#### [RECORD EXTRACTS]
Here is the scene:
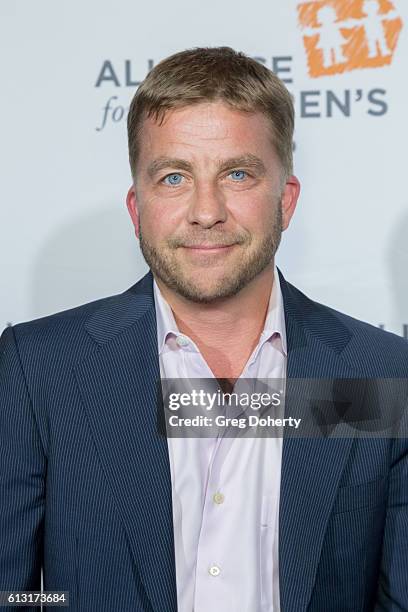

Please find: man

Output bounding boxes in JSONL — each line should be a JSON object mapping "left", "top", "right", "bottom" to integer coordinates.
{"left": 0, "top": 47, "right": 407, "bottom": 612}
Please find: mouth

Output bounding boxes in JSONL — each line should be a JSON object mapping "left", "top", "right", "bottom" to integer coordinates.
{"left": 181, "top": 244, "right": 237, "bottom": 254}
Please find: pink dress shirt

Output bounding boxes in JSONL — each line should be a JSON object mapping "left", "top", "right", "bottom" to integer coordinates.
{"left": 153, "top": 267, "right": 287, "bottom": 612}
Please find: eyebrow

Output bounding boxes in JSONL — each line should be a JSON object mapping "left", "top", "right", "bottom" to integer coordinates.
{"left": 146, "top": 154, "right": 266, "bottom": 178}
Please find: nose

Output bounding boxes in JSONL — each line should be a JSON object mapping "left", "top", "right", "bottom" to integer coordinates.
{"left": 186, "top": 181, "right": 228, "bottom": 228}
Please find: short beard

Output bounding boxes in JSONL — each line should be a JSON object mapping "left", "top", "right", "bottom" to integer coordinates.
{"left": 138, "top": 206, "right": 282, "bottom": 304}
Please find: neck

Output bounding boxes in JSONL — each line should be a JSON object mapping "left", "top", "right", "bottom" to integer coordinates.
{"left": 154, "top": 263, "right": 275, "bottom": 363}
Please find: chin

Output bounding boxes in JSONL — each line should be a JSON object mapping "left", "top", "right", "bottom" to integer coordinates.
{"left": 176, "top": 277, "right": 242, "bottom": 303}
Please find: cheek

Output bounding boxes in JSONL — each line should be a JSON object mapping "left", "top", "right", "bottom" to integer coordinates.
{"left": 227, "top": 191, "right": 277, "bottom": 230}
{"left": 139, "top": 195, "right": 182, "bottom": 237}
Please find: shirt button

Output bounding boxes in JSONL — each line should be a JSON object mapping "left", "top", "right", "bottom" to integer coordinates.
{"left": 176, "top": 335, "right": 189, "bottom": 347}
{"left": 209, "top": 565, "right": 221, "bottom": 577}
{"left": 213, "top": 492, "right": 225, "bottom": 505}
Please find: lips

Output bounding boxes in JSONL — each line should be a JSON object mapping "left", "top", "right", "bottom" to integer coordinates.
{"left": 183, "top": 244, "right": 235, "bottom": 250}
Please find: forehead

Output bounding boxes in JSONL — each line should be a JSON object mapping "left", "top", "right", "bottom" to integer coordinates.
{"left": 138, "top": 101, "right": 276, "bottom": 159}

---

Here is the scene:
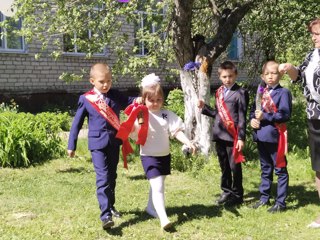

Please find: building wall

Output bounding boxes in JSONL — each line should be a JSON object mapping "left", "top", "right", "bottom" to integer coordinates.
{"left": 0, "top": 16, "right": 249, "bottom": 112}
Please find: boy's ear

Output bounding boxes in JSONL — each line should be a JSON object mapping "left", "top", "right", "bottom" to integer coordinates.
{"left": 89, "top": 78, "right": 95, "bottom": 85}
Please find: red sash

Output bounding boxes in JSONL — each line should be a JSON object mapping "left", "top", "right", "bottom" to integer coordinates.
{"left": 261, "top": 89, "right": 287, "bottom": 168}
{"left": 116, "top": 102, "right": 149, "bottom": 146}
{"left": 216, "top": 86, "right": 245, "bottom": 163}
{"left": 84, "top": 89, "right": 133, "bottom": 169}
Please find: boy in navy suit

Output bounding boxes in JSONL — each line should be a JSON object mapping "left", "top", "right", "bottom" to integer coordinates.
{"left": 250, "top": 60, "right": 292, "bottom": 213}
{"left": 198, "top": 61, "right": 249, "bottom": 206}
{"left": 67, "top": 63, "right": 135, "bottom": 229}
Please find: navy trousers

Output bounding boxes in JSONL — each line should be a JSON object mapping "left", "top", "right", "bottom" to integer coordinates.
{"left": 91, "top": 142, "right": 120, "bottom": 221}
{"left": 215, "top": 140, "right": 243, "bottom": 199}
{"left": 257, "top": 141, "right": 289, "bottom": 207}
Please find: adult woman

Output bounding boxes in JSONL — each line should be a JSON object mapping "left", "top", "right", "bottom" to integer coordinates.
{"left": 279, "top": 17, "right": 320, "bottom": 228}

...

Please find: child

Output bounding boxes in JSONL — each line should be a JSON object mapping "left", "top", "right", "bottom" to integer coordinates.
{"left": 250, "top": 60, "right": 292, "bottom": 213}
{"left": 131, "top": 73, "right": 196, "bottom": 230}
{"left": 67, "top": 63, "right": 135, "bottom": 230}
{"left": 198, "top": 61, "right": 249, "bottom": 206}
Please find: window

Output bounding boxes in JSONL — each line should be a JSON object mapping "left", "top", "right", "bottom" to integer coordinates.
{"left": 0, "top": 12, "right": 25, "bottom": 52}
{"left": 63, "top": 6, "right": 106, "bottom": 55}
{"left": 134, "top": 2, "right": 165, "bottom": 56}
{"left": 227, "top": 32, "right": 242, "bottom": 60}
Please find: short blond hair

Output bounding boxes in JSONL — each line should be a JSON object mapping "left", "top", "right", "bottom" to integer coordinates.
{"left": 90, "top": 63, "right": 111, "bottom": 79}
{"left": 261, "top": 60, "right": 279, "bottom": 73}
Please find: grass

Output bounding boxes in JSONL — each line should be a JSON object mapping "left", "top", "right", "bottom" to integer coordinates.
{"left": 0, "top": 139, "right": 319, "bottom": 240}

#### [EXERCISE OBJECTIVE]
Reproduce word for word the material above, starting with the line that has "Please find: boy in navy suit" and stopping after the line that has "Please find: navy trousers".

#### [TASK ANSWER]
Please find: boy in navy suit

Output bounding boxes in JSONL — each line should be a JSON object mapping "left", "top", "right", "bottom" to integer coordinates.
{"left": 250, "top": 60, "right": 292, "bottom": 213}
{"left": 198, "top": 61, "right": 249, "bottom": 206}
{"left": 67, "top": 63, "right": 135, "bottom": 229}
Please find: navy trousers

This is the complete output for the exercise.